> _Available data_:
## Start

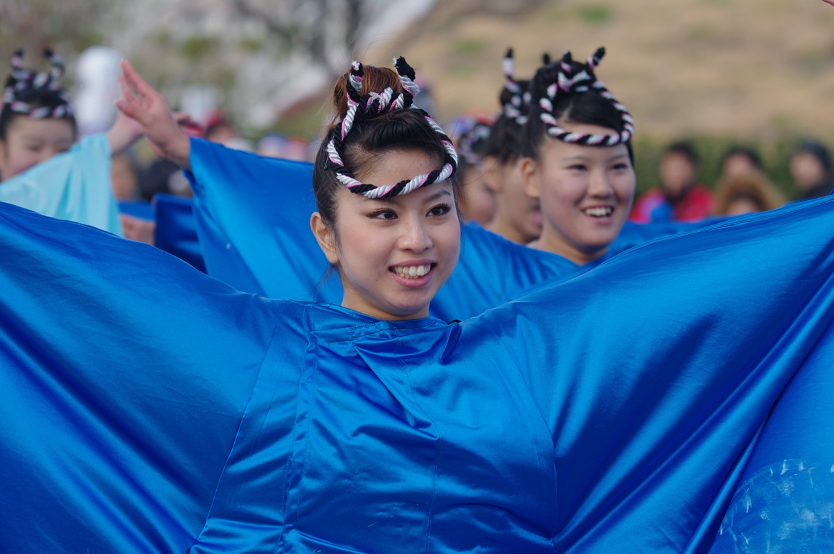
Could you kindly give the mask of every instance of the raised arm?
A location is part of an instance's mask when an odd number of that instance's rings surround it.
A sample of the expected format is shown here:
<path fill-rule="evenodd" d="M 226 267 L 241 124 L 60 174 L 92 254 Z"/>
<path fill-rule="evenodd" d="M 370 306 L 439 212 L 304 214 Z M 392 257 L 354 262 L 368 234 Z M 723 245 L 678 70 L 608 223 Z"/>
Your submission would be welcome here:
<path fill-rule="evenodd" d="M 650 242 L 465 324 L 498 335 L 491 363 L 529 376 L 553 433 L 557 547 L 711 541 L 785 386 L 831 375 L 832 215 L 827 197 Z"/>
<path fill-rule="evenodd" d="M 116 113 L 116 120 L 107 132 L 107 141 L 110 145 L 110 155 L 115 156 L 143 135 L 142 125 L 138 121 L 128 118 L 122 112 Z"/>
<path fill-rule="evenodd" d="M 165 97 L 142 78 L 128 62 L 122 62 L 122 98 L 116 106 L 138 122 L 157 155 L 190 169 L 188 137 L 179 128 Z"/>

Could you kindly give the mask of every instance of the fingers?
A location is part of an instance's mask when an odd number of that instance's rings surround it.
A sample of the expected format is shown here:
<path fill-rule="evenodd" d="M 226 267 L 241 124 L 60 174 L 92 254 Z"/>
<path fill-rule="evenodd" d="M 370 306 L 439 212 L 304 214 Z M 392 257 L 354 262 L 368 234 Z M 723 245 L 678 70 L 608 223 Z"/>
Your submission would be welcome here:
<path fill-rule="evenodd" d="M 121 89 L 122 94 L 116 100 L 116 108 L 129 118 L 137 120 L 141 119 L 142 110 L 140 109 L 138 100 L 133 96 L 133 91 L 130 90 L 130 87 L 122 76 L 118 77 L 118 87 Z"/>
<path fill-rule="evenodd" d="M 122 60 L 122 76 L 124 78 L 124 81 L 128 87 L 133 91 L 137 96 L 142 98 L 143 96 L 148 96 L 151 93 L 156 93 L 152 86 L 148 84 L 148 82 L 142 78 L 142 75 L 133 69 L 133 66 L 130 64 L 126 59 Z"/>

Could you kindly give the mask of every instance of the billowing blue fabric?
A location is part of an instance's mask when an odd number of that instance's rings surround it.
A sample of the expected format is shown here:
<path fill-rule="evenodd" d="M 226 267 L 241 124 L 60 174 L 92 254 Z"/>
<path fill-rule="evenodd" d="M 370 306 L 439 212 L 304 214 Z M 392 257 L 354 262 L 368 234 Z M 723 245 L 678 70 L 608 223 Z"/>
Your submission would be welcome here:
<path fill-rule="evenodd" d="M 156 227 L 153 245 L 203 271 L 203 248 L 197 237 L 194 204 L 188 198 L 158 194 L 153 196 Z"/>
<path fill-rule="evenodd" d="M 309 230 L 316 209 L 311 164 L 193 138 L 191 167 L 194 214 L 208 274 L 266 296 L 341 302 L 338 277 L 322 279 L 327 259 Z M 605 259 L 649 239 L 697 226 L 632 224 Z M 432 315 L 446 321 L 477 315 L 603 261 L 580 267 L 476 224 L 461 230 L 458 266 L 430 306 Z"/>
<path fill-rule="evenodd" d="M 106 135 L 84 137 L 69 151 L 0 183 L 0 202 L 121 235 L 110 154 Z"/>
<path fill-rule="evenodd" d="M 786 385 L 766 431 L 831 380 L 832 215 L 647 243 L 445 325 L 0 207 L 0 550 L 703 551 L 743 462 L 786 451 L 757 443 Z"/>
<path fill-rule="evenodd" d="M 148 221 L 153 221 L 154 219 L 153 205 L 143 200 L 120 200 L 118 211 L 120 214 L 127 214 Z"/>

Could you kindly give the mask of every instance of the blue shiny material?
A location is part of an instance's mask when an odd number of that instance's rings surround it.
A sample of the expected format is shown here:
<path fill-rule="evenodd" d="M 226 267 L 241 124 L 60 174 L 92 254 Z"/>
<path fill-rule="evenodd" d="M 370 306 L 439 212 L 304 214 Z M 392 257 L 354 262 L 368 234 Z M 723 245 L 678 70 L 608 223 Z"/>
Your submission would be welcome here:
<path fill-rule="evenodd" d="M 191 140 L 189 175 L 208 274 L 239 290 L 275 298 L 339 303 L 339 279 L 323 280 L 327 259 L 312 232 L 313 166 Z M 460 259 L 430 306 L 464 320 L 541 286 L 586 271 L 614 254 L 701 225 L 630 224 L 603 259 L 585 266 L 505 240 L 476 224 L 461 229 Z"/>
<path fill-rule="evenodd" d="M 194 222 L 193 200 L 158 194 L 153 196 L 153 209 L 156 214 L 153 245 L 205 273 L 203 248 Z"/>
<path fill-rule="evenodd" d="M 68 151 L 3 181 L 0 202 L 121 235 L 110 155 L 106 135 L 84 137 Z"/>
<path fill-rule="evenodd" d="M 736 461 L 780 461 L 759 437 L 831 380 L 832 216 L 650 242 L 445 325 L 3 205 L 0 550 L 703 551 Z"/>

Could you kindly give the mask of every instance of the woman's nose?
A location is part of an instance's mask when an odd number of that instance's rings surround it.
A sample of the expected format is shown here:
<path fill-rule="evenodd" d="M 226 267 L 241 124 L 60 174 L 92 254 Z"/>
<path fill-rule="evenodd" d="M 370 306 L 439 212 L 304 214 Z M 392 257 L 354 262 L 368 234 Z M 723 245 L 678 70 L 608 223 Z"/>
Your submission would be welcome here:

## End

> _What needs to be done_: Give all the data above as a numbered list, one line per item, with blank lines left out. Leave the pictures out of the list.

> _Complete response_:
1. Could you kindly give the mask of every instance of the raised arm?
2. A location is part of an instance's mask when an odd number of that instance's rings surround it.
3. A sample of the expected format is shown here:
4. <path fill-rule="evenodd" d="M 226 267 L 241 124 L 60 174 L 92 254 Z"/>
5. <path fill-rule="evenodd" d="M 370 306 L 439 212 L 304 214 Z M 392 257 L 354 262 L 368 234 Z M 723 245 L 678 70 L 608 223 Z"/>
6. Your submission would be welcome here:
7. <path fill-rule="evenodd" d="M 650 242 L 465 324 L 498 335 L 491 363 L 529 376 L 553 433 L 557 547 L 711 541 L 785 386 L 831 375 L 832 215 L 827 197 Z"/>
8. <path fill-rule="evenodd" d="M 116 113 L 116 120 L 107 132 L 107 141 L 110 145 L 110 155 L 115 156 L 143 135 L 142 125 L 138 121 L 128 118 L 122 112 Z"/>
9. <path fill-rule="evenodd" d="M 165 97 L 142 78 L 128 62 L 122 62 L 122 98 L 116 106 L 138 122 L 157 155 L 190 169 L 188 137 L 179 128 Z"/>
10. Could you kindly give the mask of every instance of the fingers?
11. A location is part of an instance's mask when an odd number of that instance's rings surround it.
12. A sample of the expected format is shown here:
13. <path fill-rule="evenodd" d="M 226 267 L 241 124 L 60 174 L 92 254 Z"/>
14. <path fill-rule="evenodd" d="M 370 306 L 439 212 L 304 214 Z M 392 257 L 354 262 L 368 234 Z M 723 245 L 678 70 L 608 223 Z"/>
15. Your submission would be welcome here:
16. <path fill-rule="evenodd" d="M 121 89 L 122 94 L 116 100 L 116 108 L 129 118 L 137 120 L 141 119 L 142 110 L 140 109 L 138 100 L 133 96 L 133 91 L 130 90 L 130 87 L 122 76 L 118 77 L 118 87 Z"/>
17. <path fill-rule="evenodd" d="M 122 60 L 122 76 L 124 78 L 124 81 L 128 87 L 133 91 L 137 96 L 142 98 L 143 96 L 148 96 L 151 93 L 156 93 L 152 86 L 148 84 L 148 82 L 142 78 L 142 75 L 133 69 L 133 66 L 130 64 L 126 59 Z"/>
18. Could you kindly give the mask of every instance of the billowing blue fabric?
19. A location is part of an instance's mask when an odd number of that instance's rings surround it.
20. A sample of the expected format is shown here:
21. <path fill-rule="evenodd" d="M 226 267 L 241 124 L 60 174 L 92 254 Z"/>
22. <path fill-rule="evenodd" d="M 370 306 L 439 212 L 304 214 Z M 392 257 L 354 262 L 368 234 Z M 723 245 L 678 70 L 608 223 Z"/>
23. Your submission would be welcome here:
24. <path fill-rule="evenodd" d="M 156 227 L 153 245 L 203 271 L 203 248 L 197 237 L 194 204 L 188 198 L 158 194 L 153 196 Z"/>
25. <path fill-rule="evenodd" d="M 309 230 L 316 209 L 311 164 L 193 138 L 191 167 L 194 214 L 208 274 L 266 296 L 341 302 L 338 277 L 322 279 L 327 259 Z M 605 259 L 649 239 L 697 226 L 632 224 Z M 432 315 L 446 321 L 477 315 L 603 261 L 580 267 L 476 224 L 461 230 L 458 266 L 430 306 Z"/>
26. <path fill-rule="evenodd" d="M 106 135 L 84 137 L 69 151 L 0 183 L 0 202 L 121 235 L 110 154 Z"/>
27. <path fill-rule="evenodd" d="M 786 385 L 766 431 L 831 380 L 832 215 L 647 243 L 445 325 L 0 207 L 0 550 L 703 551 L 743 462 L 786 451 L 757 443 Z"/>
28. <path fill-rule="evenodd" d="M 148 221 L 153 221 L 154 219 L 153 205 L 143 200 L 120 200 L 118 211 L 120 214 L 127 214 Z"/>
29. Could you kindly give the mask of every instance of the blue shiny material?
30. A location is part of an instance's mask when an odd number of that instance's rings surround it.
31. A sample of the expected format is shown here:
32. <path fill-rule="evenodd" d="M 226 267 L 241 124 L 60 174 L 92 254 Z"/>
33. <path fill-rule="evenodd" d="M 370 306 L 439 212 L 304 214 Z M 392 257 L 354 262 L 368 234 Z M 723 245 L 678 70 L 608 223 Z"/>
34. Your submission would be welcome here:
35. <path fill-rule="evenodd" d="M 191 140 L 189 175 L 208 274 L 239 290 L 275 298 L 339 303 L 339 279 L 323 280 L 327 259 L 312 232 L 313 166 Z M 460 259 L 430 306 L 464 320 L 541 286 L 586 271 L 614 254 L 701 225 L 630 224 L 603 259 L 585 266 L 505 240 L 476 224 L 461 229 Z"/>
36. <path fill-rule="evenodd" d="M 194 222 L 193 200 L 158 194 L 153 196 L 153 209 L 156 214 L 153 245 L 205 273 L 203 248 Z"/>
37. <path fill-rule="evenodd" d="M 68 151 L 3 181 L 0 202 L 121 235 L 110 155 L 106 135 L 84 137 Z"/>
38. <path fill-rule="evenodd" d="M 736 461 L 780 461 L 759 437 L 831 380 L 832 216 L 650 242 L 445 325 L 3 205 L 0 550 L 703 551 Z"/>
39. Could you kindly give the mask of every instance of the woman's nose?
40. A location is part of an instance's mask when an odd number of that instance's rings surround it.
41. A sample of the expected format is shown here:
42. <path fill-rule="evenodd" d="M 226 267 L 241 124 L 60 174 L 92 254 Z"/>
43. <path fill-rule="evenodd" d="M 370 306 L 439 212 L 304 214 Z M 392 257 L 354 262 L 368 234 Z M 723 245 L 678 70 L 608 223 Z"/>
44. Your submission would be welcome here:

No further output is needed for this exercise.